— Start —

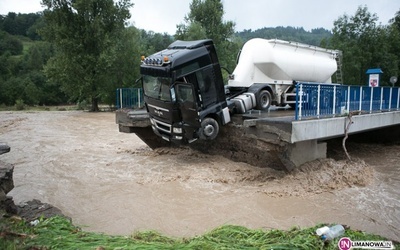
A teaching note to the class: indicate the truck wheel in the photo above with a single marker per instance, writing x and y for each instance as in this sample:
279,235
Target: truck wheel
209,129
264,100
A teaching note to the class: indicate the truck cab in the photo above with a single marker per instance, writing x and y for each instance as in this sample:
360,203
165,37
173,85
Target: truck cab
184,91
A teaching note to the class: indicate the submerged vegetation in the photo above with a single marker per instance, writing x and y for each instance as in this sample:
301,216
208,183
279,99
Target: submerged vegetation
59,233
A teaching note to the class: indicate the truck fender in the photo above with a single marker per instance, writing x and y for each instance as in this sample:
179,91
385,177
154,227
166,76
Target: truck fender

— End —
— Start —

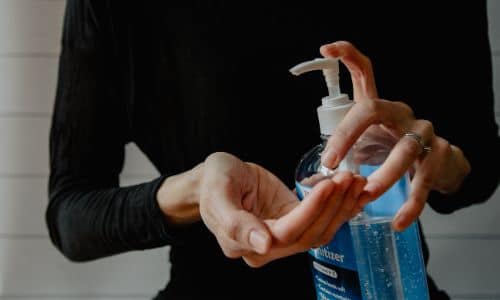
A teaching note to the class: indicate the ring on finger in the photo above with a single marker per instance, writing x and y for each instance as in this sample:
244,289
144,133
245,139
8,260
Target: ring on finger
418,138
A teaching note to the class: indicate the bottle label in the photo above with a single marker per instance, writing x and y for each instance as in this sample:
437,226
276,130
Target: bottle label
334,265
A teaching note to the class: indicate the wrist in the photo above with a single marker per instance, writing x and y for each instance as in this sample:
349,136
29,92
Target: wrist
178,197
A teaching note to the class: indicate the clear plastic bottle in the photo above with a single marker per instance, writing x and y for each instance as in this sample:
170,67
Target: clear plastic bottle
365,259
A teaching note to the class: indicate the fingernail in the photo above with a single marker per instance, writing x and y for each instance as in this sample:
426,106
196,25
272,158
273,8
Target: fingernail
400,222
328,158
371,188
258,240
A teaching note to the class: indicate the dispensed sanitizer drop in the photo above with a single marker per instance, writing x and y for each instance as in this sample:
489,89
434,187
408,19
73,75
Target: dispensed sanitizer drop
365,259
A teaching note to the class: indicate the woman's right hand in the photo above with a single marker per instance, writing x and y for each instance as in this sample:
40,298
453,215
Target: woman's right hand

— End —
— Start —

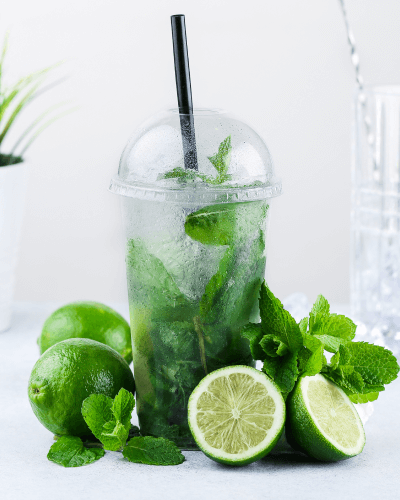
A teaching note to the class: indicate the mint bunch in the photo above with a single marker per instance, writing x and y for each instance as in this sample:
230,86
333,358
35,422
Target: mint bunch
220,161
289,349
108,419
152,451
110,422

— End —

- [What to do]: Filter the records above down to every line that contains the word "ring", and copy each of those lines.

- [Task response]:
A teaching note to the class: indicate the ring on finger in the photo above with a single marker per instance, writing x and y for each instance as in this sample:
Target: ring on finger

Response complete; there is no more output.